● **Problem to work on**
Set each line of the data down exactly, please.

((

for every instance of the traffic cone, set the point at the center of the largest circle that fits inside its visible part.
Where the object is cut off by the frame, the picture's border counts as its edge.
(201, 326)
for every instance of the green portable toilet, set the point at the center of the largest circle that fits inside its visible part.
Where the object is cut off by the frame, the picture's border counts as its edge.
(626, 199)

))

● **Worked solution**
for every instance of the traffic cone, set the point at the center of the largest circle that fits inside its visible part.
Where the object is cut off by the frame, the picture's border counts as its edge.
(201, 326)
for every instance of the green portable toilet, set the point at the center of the largest circle that fits inside its visible part.
Where the object is cut off by the frame, the picture's border counts as its edge.
(626, 199)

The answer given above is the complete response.